• What is being asked
Collect every line below that contains the string "water". Upper and lower case must match.

• Source material
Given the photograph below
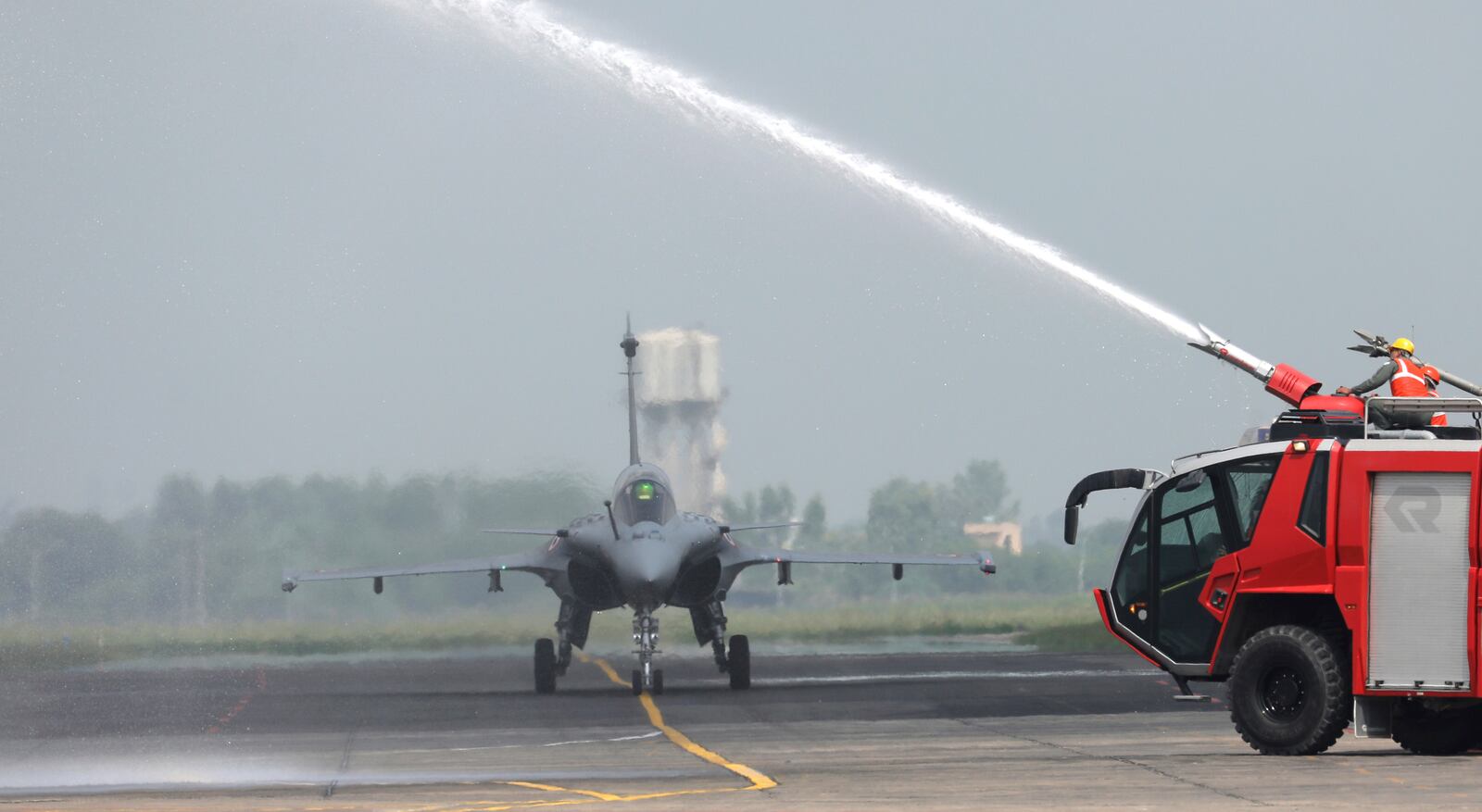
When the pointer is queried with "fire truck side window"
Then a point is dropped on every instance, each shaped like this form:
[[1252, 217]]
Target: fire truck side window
[[1133, 574], [1249, 481], [1313, 518], [1189, 540]]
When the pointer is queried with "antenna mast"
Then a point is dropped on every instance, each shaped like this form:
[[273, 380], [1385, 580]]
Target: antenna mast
[[630, 347]]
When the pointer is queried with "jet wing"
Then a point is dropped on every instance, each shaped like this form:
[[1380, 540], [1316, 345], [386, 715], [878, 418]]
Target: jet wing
[[540, 562], [746, 556]]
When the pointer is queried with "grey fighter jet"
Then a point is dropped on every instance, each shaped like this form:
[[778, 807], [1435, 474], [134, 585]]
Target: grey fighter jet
[[642, 552]]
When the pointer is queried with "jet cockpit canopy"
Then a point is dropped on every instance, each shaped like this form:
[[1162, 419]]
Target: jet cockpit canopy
[[642, 493]]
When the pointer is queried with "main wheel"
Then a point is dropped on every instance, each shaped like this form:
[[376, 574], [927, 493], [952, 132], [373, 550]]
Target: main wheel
[[545, 666], [740, 661], [1434, 732], [1289, 693]]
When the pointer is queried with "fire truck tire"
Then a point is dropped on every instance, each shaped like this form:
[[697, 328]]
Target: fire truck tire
[[1288, 691], [1429, 732]]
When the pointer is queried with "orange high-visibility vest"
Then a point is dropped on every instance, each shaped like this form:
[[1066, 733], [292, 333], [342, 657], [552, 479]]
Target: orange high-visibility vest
[[1408, 381]]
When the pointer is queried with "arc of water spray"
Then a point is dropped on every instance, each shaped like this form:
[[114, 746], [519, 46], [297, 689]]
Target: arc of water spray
[[663, 83]]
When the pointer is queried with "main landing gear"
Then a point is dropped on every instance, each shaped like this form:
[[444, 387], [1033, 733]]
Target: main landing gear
[[553, 656], [710, 626]]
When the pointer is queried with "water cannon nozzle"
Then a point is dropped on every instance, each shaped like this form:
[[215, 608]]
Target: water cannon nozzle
[[1215, 345]]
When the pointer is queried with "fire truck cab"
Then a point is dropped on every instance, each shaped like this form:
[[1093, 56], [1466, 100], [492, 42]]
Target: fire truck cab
[[1326, 575]]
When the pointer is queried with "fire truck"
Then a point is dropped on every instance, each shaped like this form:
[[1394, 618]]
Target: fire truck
[[1326, 572]]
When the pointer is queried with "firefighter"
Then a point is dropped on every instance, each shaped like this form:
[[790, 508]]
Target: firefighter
[[1405, 377]]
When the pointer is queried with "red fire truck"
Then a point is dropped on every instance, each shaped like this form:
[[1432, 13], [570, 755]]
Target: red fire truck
[[1328, 574]]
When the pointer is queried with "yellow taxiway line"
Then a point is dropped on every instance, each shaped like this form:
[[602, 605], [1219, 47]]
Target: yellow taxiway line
[[681, 740], [758, 780]]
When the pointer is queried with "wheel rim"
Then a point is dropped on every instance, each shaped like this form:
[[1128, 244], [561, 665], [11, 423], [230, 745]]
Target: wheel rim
[[1284, 693]]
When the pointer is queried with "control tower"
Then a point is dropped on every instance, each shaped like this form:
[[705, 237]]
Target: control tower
[[679, 404]]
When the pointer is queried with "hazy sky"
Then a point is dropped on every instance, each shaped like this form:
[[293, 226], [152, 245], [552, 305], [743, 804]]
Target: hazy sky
[[241, 239]]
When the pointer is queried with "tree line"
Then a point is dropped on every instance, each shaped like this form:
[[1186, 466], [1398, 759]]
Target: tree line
[[217, 553]]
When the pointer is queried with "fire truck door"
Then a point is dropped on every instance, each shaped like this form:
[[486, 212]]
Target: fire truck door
[[1187, 540]]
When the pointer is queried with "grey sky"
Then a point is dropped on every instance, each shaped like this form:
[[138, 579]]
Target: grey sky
[[340, 236]]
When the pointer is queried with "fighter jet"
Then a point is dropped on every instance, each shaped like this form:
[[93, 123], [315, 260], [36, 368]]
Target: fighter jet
[[644, 553]]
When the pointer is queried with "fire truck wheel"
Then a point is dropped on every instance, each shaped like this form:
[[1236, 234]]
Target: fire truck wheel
[[1289, 693], [1434, 732]]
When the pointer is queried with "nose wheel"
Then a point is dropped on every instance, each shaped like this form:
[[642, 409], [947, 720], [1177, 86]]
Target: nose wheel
[[740, 663], [645, 633], [546, 666]]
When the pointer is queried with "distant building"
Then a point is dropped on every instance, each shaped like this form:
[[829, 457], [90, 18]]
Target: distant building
[[998, 535], [679, 400]]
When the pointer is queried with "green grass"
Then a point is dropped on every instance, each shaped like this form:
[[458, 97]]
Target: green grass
[[1063, 622], [1072, 637]]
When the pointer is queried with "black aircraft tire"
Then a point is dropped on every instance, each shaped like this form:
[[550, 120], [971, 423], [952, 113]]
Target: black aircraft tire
[[1288, 693], [740, 663], [546, 666], [1427, 732]]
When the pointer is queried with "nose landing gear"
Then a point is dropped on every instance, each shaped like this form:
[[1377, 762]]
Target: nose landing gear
[[645, 633]]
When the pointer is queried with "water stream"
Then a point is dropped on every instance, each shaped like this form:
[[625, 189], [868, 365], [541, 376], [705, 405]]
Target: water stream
[[659, 83]]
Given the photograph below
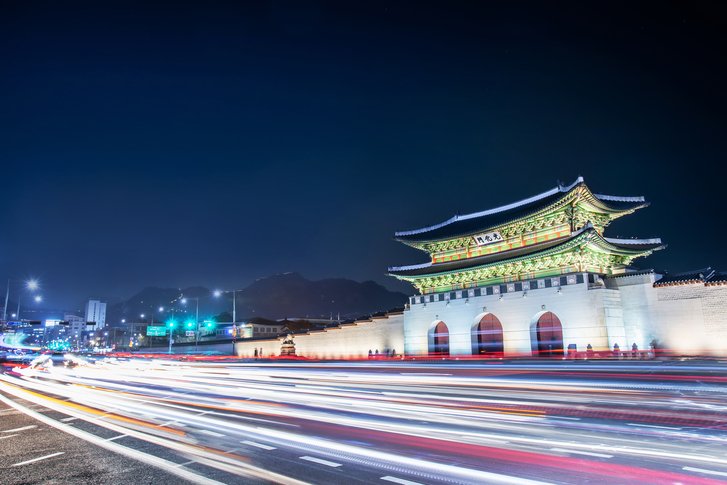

• Output for this task
When the pointer is queried with "arc of water spray"
Target: arc of water spray
When the pointer is queried with "water cannon nozzle"
Target: water cannon nozzle
When the pointer is queried with "water stream"
Target: water stream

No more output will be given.